* [Activité A]
D'après l'extrait, dans quel pays se trouvent les autres familles de la cohorte de Helmand ?
* [Activité B]
Poursuivez l'extrait sur les familles de la cohorte de Helmand à partir de sa dernière phrase.

* [Extrait]
○ ○ ○ ○ ○
Quand nous regardons ce qui se passe en Inde et quand nous voyons que les gens se battent même pour des choses aussi élémentaires que l'accès à l'oxygène, nous comprenons que les bureaux ne peuvent plus fonctionner comme avant, mais ne vous y trompez pas: la fondation et le gouvernement du Canada ont travaillé en coulisse pour faire en sorte que les autres familles de la cohorte de Helmand qui se trouvent en Inde puissent venir en grand nombre au Canada lorsque les restrictions de voyage seront levées et que l'Inde sera mieux placée pour traiter ces demandes en toute sécurité.
À cet égard, nous sommes restés en contact et nous nous sommes assurés de disposer d'un processus qui nous permet de faire tout ce qui est possible, à part le fait de mettre ces personnes dans un avion en toute sécurité. Il faut également garder à l'esprit qu'une grande partie des défis auxquels nous faisons face sont attribuables à un gouvernement ou à un pays qui est... L'Inde est aux prises avec ses propres difficultés en ce moment. Tous ces facteurs entrent en ligne de compte.
○ ○ ○ ○ ○
* [Lignes de données]
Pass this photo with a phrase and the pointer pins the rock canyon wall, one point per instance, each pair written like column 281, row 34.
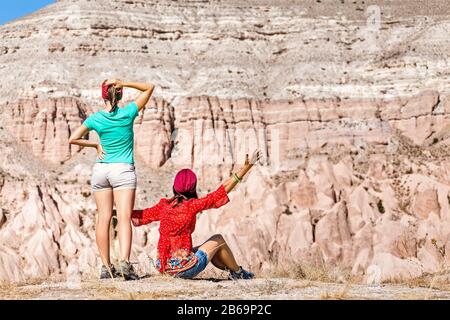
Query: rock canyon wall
column 352, row 117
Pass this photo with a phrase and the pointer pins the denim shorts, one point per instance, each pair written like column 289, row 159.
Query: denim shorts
column 113, row 176
column 197, row 268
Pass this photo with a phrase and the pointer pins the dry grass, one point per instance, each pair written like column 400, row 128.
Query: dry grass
column 322, row 273
column 340, row 295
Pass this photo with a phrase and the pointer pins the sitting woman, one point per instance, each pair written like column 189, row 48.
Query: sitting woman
column 177, row 217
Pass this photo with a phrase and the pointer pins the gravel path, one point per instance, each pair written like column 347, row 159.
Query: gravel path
column 167, row 288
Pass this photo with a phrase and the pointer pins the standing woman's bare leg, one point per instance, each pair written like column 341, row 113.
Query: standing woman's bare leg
column 104, row 201
column 124, row 200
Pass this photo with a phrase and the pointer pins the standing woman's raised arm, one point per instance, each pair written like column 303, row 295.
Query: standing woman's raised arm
column 146, row 88
column 77, row 138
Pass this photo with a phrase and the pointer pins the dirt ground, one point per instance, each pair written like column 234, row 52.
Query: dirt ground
column 159, row 287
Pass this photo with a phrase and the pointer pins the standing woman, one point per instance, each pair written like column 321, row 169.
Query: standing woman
column 113, row 176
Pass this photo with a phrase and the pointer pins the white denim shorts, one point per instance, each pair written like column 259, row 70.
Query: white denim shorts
column 113, row 176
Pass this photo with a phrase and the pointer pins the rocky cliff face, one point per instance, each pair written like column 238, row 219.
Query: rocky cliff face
column 350, row 107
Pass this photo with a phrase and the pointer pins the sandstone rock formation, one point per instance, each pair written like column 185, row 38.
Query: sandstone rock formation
column 352, row 117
○ ○ ○ ○ ○
* [Résultat A]
En Inde.

* [Résultat B]
Nous n'avons absolument pas ralenti la cadence ou mis le dossier en veilleuse. En fait, nous avons clairement indiqué comment nous pouvons travailler ensemble pour nous assurer que tout est mis en place. Ainsi, la seule chose qui restera à faire, une fois la pandémie maîtrisée, c'est d'être à l'aéroport pour accueillir ces personnes à leur arrivée.
:
Volontiers. Comme je l'ai dit dans ma déclaration préliminaire, nous sommes constamment en communication avec ces familles. Elles ont accès à de nombreuses ressources au sein de la communauté, et la fondation en fait certainement partie. Nous nous considérons comme une famille, et nous les appuyons lorsqu'ils sont en Inde. Il y a environ un mois et demi, nous craignions qu'ils n'aient pas suffisamment de nourriture à cause de la pandémie. Bien entendu, nous devons nous entraider; c'est la responsabilité de tous.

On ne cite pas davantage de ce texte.